◆ Trabajo por hacer ◆
- A) Según el fragmento sobre el BCE, ¿con qué programa ha experimentado el banco a pequeña escala una política de tasas de interés dobles?
- B) Transcribe del fragmento sobre el BCE el tramo que comienza en las palabras "El problema es" y termina después de "de déficit presupuestarios.".

◆ Fragmento ◆
......
El problema es que los formuladores de políticas nacionales en varios países de la zona euro, comenzando por Alemania, están totalmente en contra de la expansión fiscal. Creyendo que se les está pidiendo que graven a sus hijos con deudas para proporcionar el estímulo que países como Italia no pueden cumplir, invocan felizmente las reglas fiscales de la UE para justificar la falta de déficit presupuestarios.

Este estancamiento ha provocado sugerencias de que el BCE debe seguir la política fiscal con sigilo. Por ejemplo, podría adoptar una política de tasas de interés dobles. Podría pagar tasas positivas al tomar depósitos de bancos comerciales, amortiguando la rentabilidad de los bancos. Luego podría prestar a esos mismos bancos a tasas muy negativas, dándoles dinero en condiciones tan favorables que les resultaría irresistible. El BCE ha experimentado con estas políticas a pequeña escala bajo su llamado programa TLTRO-II.

Pero al expandir una política bajo la cual pagaba más por sus pasivos de lo que cobraba por sus activos, el BCE incurriría en pérdidas y erosionaría su capital. Sin duda, los bancos centrales pueden operar con capital negativo, financiándose imprimiendo dinero. Pero cuanto más lo hagan, más observadores, anticipando la creación de dinero en curso, llegarán a dudar de la credibilidad de la política monetaria. Los accionistas del BCE, es decir, los gobiernos europeos, podrían sentirse obligados a recapitalizarlo, a un costo significativo para ellos.
......
◆ Datos mostrados ◆
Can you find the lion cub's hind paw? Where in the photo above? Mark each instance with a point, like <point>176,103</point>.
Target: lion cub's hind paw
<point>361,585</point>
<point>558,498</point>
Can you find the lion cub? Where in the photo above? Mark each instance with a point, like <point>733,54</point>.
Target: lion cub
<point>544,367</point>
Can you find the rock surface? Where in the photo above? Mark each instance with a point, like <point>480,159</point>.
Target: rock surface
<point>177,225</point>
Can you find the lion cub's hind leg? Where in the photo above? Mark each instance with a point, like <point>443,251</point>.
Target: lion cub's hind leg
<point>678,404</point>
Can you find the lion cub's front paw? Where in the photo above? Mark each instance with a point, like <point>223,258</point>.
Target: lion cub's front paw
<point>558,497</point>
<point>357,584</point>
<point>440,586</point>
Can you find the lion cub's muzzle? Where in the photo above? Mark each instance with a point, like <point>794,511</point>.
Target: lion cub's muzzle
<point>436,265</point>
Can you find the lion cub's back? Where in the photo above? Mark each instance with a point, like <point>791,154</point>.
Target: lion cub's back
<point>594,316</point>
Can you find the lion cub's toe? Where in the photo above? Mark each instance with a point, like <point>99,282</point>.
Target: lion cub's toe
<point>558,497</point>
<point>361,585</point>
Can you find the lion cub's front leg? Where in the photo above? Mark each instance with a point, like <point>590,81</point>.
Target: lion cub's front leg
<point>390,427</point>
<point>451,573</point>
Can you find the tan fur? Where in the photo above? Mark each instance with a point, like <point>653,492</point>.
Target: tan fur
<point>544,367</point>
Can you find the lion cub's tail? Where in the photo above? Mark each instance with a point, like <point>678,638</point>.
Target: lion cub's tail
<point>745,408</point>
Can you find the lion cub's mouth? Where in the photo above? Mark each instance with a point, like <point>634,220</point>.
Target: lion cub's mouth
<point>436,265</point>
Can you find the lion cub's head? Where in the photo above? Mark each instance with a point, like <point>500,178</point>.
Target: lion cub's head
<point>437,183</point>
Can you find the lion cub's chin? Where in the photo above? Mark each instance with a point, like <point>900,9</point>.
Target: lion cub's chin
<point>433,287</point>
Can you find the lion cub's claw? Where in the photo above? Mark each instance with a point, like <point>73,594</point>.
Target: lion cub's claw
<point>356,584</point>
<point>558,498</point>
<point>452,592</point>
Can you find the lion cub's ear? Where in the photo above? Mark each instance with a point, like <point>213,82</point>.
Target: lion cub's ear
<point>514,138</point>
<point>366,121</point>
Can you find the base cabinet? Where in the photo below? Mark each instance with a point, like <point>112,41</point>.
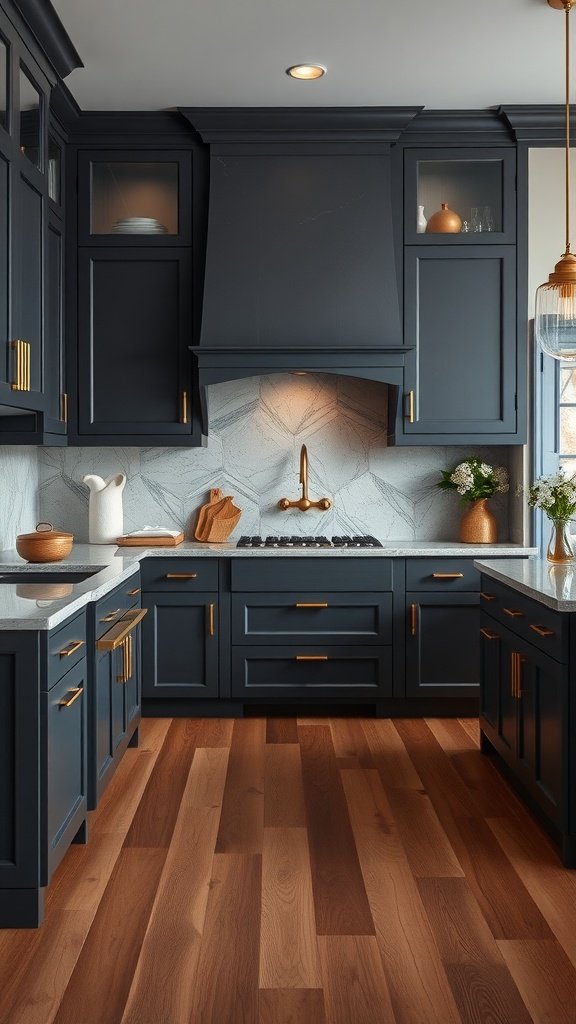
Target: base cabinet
<point>43,795</point>
<point>115,698</point>
<point>525,711</point>
<point>180,645</point>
......
◆ Soluciones ◆
- A) Con su llamado programa TLTRO-II.

- B)
El problema es que los formuladores de políticas nacionales en varios países de la zona euro, comenzando por Alemania, están totalmente en contra de la expansión fiscal. Creyendo que se les está pidiendo que graven a sus hijos con deudas para proporcionar el estímulo que países como Italia no pueden cumplir, invocan felizmente las reglas fiscales de la UE para justificar la falta de déficit presupuestarios.